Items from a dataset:
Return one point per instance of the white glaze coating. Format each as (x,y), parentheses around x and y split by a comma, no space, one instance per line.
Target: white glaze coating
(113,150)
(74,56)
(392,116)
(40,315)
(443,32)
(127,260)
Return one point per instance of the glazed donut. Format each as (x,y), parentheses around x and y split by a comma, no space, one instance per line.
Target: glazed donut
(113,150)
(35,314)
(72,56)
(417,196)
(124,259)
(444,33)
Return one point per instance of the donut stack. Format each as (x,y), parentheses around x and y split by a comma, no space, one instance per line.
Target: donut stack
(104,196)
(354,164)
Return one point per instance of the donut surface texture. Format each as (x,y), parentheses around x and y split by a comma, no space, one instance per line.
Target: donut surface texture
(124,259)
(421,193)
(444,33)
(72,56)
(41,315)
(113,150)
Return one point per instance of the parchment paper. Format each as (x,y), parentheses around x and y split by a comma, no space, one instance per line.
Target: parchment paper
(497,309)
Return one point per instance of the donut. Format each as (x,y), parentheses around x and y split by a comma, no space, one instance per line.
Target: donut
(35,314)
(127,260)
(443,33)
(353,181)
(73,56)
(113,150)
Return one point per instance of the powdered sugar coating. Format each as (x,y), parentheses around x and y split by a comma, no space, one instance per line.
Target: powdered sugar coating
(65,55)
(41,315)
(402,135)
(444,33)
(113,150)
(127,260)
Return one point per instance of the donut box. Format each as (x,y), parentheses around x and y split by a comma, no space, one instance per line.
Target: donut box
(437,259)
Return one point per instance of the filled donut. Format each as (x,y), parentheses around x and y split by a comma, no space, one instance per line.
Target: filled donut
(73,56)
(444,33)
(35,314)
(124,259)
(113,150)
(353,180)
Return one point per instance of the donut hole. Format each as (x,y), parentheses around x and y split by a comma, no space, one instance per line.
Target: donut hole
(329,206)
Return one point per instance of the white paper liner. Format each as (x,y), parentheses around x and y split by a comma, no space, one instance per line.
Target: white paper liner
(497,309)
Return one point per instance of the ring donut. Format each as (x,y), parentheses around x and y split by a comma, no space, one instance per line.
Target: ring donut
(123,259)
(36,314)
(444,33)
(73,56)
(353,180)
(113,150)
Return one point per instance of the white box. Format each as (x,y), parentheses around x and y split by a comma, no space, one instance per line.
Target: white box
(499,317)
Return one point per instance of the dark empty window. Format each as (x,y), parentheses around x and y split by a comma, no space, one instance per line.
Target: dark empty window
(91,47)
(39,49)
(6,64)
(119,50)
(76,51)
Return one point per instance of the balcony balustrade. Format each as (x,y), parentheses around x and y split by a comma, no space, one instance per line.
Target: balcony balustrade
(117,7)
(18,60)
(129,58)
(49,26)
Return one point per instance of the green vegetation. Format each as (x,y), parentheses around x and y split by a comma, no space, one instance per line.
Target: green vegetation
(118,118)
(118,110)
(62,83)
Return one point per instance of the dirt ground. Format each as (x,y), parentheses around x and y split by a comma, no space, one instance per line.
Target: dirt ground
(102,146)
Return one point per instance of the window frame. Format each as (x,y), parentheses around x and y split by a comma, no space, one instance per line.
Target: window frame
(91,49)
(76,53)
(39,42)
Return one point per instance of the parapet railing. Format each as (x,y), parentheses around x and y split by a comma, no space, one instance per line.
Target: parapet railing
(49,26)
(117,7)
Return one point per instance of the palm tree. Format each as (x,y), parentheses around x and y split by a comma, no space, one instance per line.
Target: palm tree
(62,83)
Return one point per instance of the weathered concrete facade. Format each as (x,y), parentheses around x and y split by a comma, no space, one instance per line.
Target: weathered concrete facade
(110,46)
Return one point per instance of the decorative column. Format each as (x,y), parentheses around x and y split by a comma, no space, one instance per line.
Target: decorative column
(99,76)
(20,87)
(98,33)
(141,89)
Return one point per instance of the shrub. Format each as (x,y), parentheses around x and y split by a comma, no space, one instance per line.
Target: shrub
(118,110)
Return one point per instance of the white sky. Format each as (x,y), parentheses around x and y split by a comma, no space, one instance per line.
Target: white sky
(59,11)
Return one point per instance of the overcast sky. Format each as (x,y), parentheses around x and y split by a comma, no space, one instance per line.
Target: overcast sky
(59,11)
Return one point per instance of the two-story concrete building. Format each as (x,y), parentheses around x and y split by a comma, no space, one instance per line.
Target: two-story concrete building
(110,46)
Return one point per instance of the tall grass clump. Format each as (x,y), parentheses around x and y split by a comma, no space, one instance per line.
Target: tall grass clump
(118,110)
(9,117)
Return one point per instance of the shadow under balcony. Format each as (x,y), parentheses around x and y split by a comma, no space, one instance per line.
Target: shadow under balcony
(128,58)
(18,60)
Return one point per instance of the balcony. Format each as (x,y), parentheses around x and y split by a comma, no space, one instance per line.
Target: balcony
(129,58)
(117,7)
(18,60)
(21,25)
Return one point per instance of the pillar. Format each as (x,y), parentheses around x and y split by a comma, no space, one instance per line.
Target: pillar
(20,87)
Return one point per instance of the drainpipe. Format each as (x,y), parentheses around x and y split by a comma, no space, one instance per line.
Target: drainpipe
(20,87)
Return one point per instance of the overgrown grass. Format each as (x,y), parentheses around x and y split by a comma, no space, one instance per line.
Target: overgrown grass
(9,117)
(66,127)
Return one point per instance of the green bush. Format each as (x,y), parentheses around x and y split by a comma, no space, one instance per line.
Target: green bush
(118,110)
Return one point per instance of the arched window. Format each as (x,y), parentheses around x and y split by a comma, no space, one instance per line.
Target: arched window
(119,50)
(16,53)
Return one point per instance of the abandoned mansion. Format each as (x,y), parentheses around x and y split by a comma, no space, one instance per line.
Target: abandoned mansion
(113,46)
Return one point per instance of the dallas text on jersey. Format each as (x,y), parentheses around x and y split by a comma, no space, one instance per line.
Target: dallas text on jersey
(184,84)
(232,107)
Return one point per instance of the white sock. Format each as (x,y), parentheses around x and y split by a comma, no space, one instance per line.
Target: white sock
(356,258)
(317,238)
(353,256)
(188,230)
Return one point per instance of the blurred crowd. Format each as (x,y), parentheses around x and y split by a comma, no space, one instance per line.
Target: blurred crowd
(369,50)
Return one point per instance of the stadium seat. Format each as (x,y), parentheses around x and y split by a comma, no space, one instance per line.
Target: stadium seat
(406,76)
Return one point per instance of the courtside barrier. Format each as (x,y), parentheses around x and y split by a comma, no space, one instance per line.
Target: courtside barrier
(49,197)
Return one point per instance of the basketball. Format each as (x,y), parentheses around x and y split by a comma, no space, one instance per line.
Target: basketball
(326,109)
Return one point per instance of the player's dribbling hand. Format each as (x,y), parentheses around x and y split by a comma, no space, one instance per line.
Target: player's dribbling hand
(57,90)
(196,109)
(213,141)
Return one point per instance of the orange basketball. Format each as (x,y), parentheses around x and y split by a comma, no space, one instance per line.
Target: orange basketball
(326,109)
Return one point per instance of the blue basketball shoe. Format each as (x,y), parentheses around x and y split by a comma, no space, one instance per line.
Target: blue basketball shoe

**Exercise brief:** Each entry above is to be printed again exactly.

**Response for this exercise:**
Return one point per instance of the white glaze coating. Format each as (x,y), parentheses around x and y split by a comma, no space, one instance per line.
Target: white glaze coating
(113,150)
(74,56)
(392,116)
(40,315)
(443,32)
(127,260)
Return one point per instance of the glazed donut. Format each as (x,y), parentheses around x and y split by a comma, no space, one instance per line.
Target: glazed donut
(113,150)
(35,314)
(72,56)
(417,196)
(124,259)
(444,33)
Return one point per instance of the donut stack. Format each as (x,y), parentheses around x and y split by a comma, no space, one instance per line.
Target: donut stack
(104,196)
(354,164)
Return one point per instance of the donut surface texture. Format each as (x,y), parentheses around x and y split by a comma, no space, one instance per line.
Target: donut surface texture
(124,259)
(421,193)
(444,33)
(72,56)
(41,315)
(113,150)
Return one point per instance of the parchment paper. Format each as (x,y), parentheses around x and y split by a comma, no space, one instance per line.
Target: parchment paper
(497,309)
Return one point per instance of the donut. Format each as (x,y), parentheses around x and y split by a comma, no space, one instance per line.
Target: donut
(35,314)
(127,260)
(443,33)
(353,181)
(73,56)
(113,150)
Return one point per instance of the powdered sugar coating. Format each as (x,y), parentheses around x and y split by a comma, no space, one instance per line.
Target: powdered sugar coating
(65,55)
(41,315)
(402,135)
(444,33)
(113,150)
(127,260)
Return one point per instance of the donut box. Format each as (x,y), parentheses around x and y split by a comma, no space, one instance per line.
Target: donut box
(437,259)
Return one point per instance of the filled donut. Format each as (x,y), parentheses around x and y split by a comma, no space, one instance per line.
Target: filled donut
(73,56)
(444,33)
(35,314)
(124,259)
(113,150)
(353,180)
Return one point per instance of the donut hole. Format each as (x,y), parentheses around x and y split by a comma, no space, one instance per line.
Target: donut hole
(329,206)
Return one point per instance of the white paper liner. Format each as (x,y), parentheses around x and y split by a comma, no space, one instance per line.
Target: white paper liner
(497,309)
Return one point per instance of the ring donut. Format each as (x,y), parentheses around x and y split by a comma, no space, one instance per line.
Target: ring donut
(123,259)
(36,314)
(444,33)
(73,56)
(353,180)
(113,150)
Return one point per instance of the white box. Format each as (x,y), parentheses around x and y split by a comma, no space, one instance per line.
Target: white box
(499,317)
Return one point per instance of the dark empty window. Format each as (x,y), parentheses around x and y split by a comma, no space, one instance per line.
Target: dark empty window
(91,47)
(39,49)
(6,64)
(119,50)
(76,51)
Return one point per instance of the balcony balustrade. Format each as (x,y), parentheses around x and y split by a comma, no space, one instance per line.
Target: balcony balustrade
(117,7)
(18,60)
(129,58)
(49,26)
Return one point per instance of the green vegetation. Format each as (x,y), parentheses around x and y split by a comma, no space, one instance per line.
Target: green vegetation
(118,118)
(118,110)
(62,83)
Return one point per instance of the dirt ground. Format each as (x,y), parentheses around x and y split by a comma, no space, one instance per line.
Target: dirt ground
(102,146)
Return one point per instance of the window frame. Format each as (x,y), parentheses around x and y split by a comma, no space, one instance per line.
Target: window frame
(91,49)
(76,53)
(39,42)
Return one point per instance of the parapet railing. Format each as (x,y), parentheses around x and y split by a comma, no space, one instance per line.
Target: parapet railing
(49,26)
(117,7)
Return one point per instance of the palm tree. Format each as (x,y), parentheses around x and y split by a comma, no space, one instance per line.
Target: palm tree
(62,83)
Return one point per instance of the weathered concrete facade. Format each as (x,y), parentheses around x and y split by a comma, no space, one instance per line.
Target: weathered concrete facade
(110,46)
Return one point per instance of the decorative column. Format each as (x,y), parentheses around x and y split by a comma, no space, one instance per line.
Target: decorative column
(99,76)
(20,87)
(98,33)
(141,89)
Return one point per instance of the shrub. Format each as (x,y), parentheses around x and y split by a comma, no space, one instance per line.
Target: shrub
(118,110)
Return one point per instance of the white sky. Format each as (x,y), parentheses around x and y split by a comma, no space, one instance per line.
Target: white sky
(59,11)
Return one point per instance of the overcast sky. Format each as (x,y), parentheses around x and y split by a comma, no space, one instance per line.
Target: overcast sky
(59,11)
Return one point per instance of the two-story concrete building. Format each as (x,y), parentheses around x and y split by a comma, no space, one instance per line.
Target: two-story concrete building
(110,46)
Return one point per instance of the tall grass clump. Format each as (x,y), parentheses around x and y split by a comma, no space, one instance per line.
Target: tall grass clump
(118,110)
(9,117)
Return one point per instance of the shadow under balcony. Format each as (x,y), parentheses around x and y split by a comma, no space, one instance per line.
Target: shadow under balcony
(128,58)
(18,60)
Return one point per instance of the balcony. Format each as (x,y), parentheses around x and y split by a comma, no space, one instance per line.
Target: balcony
(129,58)
(117,7)
(18,60)
(21,25)
Return one point per instance of the pillar. Format each as (x,y), parentheses around x and y split by a comma, no space, one instance per line.
Target: pillar
(20,87)
Return one point per instance of the drainpipe. Format each as (x,y), parentheses around x and y split by a comma, no space, one instance per line.
Target: drainpipe
(20,87)
Return one point per instance of the overgrown grass. Format each as (x,y), parentheses around x and y split by a comma, no space, one instance per line.
Target: overgrown grass
(9,117)
(66,127)
Return one point per instance of the green bush. Format each as (x,y), parentheses around x and y split by a comma, no space, one instance per line.
Target: green bush
(118,110)
Return one point per instance of the arched window. Format each as (x,y), parentheses around x and y split by a comma, no space, one instance per line.
Target: arched window
(119,50)
(16,53)
Return one point per instance of the abandoned mansion. Format each as (x,y), parentheses around x and y split by a comma, no space, one instance per line.
Target: abandoned mansion
(113,46)
Return one point per instance of the dallas text on jersey. Format each as (x,y), parentheses around x and y split by a comma, no space, one instance per line.
Target: dallas text on jersey
(184,84)
(232,107)
Return one point per instance of the white sock. Format each as (x,y), parentheses around x and y split by a comma, no space, one instance per line.
Target: white sock
(356,258)
(317,238)
(353,256)
(188,230)
Return one point per instance of the blurred crowd. Format each as (x,y), parentheses around x and y split by a comma, no space, one instance per line.
Target: blurred crowd
(369,50)
Return one point per instance of the stadium seat. Format each as (x,y), parentheses around x and y split by a comma, no space, one instance per line.
Target: stadium seat
(406,76)
Return one point per instance of the courtside barrier. Format each as (x,y), parentheses around x and y split by a comma, no space, one instance per line.
Target: courtside barrier
(49,197)
Return one point per instance of the basketball. Format each as (x,y), parentheses around x and y split by a comma, no space, one instance per line.
Target: basketball
(326,109)
Return one point per instance of the player's dribbling hand. Format each as (x,y), parentheses around x and y split by a comma, no space, one instance per line.
Target: player's dribbling hand
(57,90)
(196,109)
(213,141)
Return one point per instance of the orange basketball. Format each as (x,y), parentheses around x and y split by a comma, no space, one instance per line.
Target: orange basketball
(326,109)
Return one point per instance of the blue basketball shoe. Format each as (x,y), parentheses around x and y split by a comma, no space, one instance per line.
Target: blue basketball shoe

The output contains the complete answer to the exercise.